Stored data entries
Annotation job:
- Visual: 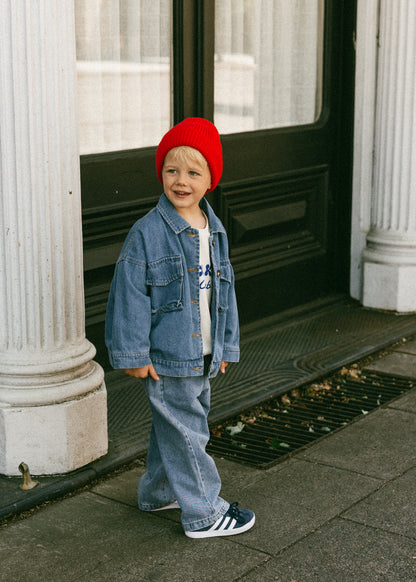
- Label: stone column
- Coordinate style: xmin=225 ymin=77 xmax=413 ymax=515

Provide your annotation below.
xmin=0 ymin=0 xmax=107 ymax=475
xmin=363 ymin=0 xmax=416 ymax=312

= PROBLEM TO WORK ON =
Without the pictures, extract every entry verbatim.

= SOLUTION TO THIS TASK =
Annotation job:
- Visual: 
- Label: stone column
- Coordinate style: xmin=225 ymin=77 xmax=413 ymax=515

Provide your annotation below.
xmin=0 ymin=0 xmax=107 ymax=475
xmin=363 ymin=0 xmax=416 ymax=312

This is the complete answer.